Close to extinction: Philippine hornbills
male at nesting cavity
(© M. Paulat/PESCP)
The Writhe-billed Hornbill (Aceros waldeni) and the Visayan Tarictic Hornbill (Penelopides p. panini) are among the most threatened bird species of the Philippines. Both are known from just a few islands of this Pacific state. The Tarictic Hornbill is rare on Negros and Panay, on the latter island with a few hundred pairs restricted to the western mountains. On Guimaras, located between both islands, the species is extinct due to conversion of native forest into mango plantations. According to IUCN the Writhe-billed Hornbill is actually critically endangered, with some 100 pairs on Panay. Both species are confined to primary rainforests and breed in the cavities of old giant trees. Since they are unable to create such holes by themselves, both species likely suffer from an acute lack of nesting opportunities in view of the fact that old hardwood trees are removed by illegal organized timber cutting. Moreover, nestlings are still being removed and sold on local markets as pets.
┄┄┄┄┄┄┄┄┄┄┄┄┄┄┄┄┄┄┄┄
— Work task —
Write the next part of the passage above on Philippine hornbills, starting right after its final sentence. The items that come next are separate material, unrelated to the hornbill passage.

[Extracted data entries]
┄┄┄┄┄┄┄┄┄┄┄┄┄┄┄┄┄┄┄┄
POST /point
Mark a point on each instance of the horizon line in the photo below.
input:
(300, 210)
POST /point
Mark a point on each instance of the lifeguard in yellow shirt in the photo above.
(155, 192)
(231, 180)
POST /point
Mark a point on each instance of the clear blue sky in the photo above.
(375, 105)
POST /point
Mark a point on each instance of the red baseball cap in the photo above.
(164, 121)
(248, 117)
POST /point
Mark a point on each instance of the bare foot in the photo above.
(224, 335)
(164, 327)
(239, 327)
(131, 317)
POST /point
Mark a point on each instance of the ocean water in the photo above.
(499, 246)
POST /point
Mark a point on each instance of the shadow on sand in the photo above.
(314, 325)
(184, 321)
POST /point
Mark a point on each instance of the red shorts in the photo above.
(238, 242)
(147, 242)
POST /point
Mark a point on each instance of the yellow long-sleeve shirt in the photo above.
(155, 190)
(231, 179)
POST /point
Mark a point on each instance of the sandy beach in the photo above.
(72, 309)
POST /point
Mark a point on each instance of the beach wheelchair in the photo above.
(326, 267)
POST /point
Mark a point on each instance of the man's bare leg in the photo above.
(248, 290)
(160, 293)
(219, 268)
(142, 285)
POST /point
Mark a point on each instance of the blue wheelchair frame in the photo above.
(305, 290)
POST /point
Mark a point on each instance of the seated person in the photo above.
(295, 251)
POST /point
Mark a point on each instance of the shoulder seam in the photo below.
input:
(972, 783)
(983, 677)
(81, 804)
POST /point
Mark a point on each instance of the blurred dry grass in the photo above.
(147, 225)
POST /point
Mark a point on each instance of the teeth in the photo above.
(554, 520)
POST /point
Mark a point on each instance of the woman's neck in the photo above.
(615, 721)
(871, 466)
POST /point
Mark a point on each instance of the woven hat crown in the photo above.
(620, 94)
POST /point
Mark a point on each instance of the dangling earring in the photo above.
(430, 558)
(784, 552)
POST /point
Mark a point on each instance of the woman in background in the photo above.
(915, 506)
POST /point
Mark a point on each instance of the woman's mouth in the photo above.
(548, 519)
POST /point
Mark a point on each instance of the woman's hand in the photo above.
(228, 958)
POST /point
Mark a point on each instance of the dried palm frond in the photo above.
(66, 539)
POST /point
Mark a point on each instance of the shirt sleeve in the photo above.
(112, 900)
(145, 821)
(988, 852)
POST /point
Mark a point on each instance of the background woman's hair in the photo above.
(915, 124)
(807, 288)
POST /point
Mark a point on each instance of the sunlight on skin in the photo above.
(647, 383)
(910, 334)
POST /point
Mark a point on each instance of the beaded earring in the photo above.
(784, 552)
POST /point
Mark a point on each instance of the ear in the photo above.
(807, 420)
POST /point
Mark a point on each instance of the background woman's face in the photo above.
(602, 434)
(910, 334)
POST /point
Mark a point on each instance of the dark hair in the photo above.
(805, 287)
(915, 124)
┄┄┄┄┄┄┄┄┄┄┄┄┄┄┄┄┄┄┄┄
— Exercise response —
Under the supervision of Prof. E. Curio, Ruhr University Bochum (Germany), the “Philippine Endemic Species Conservation Project” (PESCP) has been carrying out species conservation projects and related primary forest field studies since 1992, based on a contract with the Department of Environment and Natural Resources of the Philippines Government. Several measures aimed at the conservation of both two hornbill species and their forest home, and also for the protection of the interests of local inhabitants, were started in order to increase the relict populations of these two hornbills. This includes information campaigns (“No drinking water without forest”, “No forest rejuvenation without birds”) and measures to improve local people’s income. Moreover, a nest observation program was able to reduce the robbing of Writhe-billed Hornbill nesting cavities for the black market from 50 to ca. 5%.
(© Tim Laman/PESCP)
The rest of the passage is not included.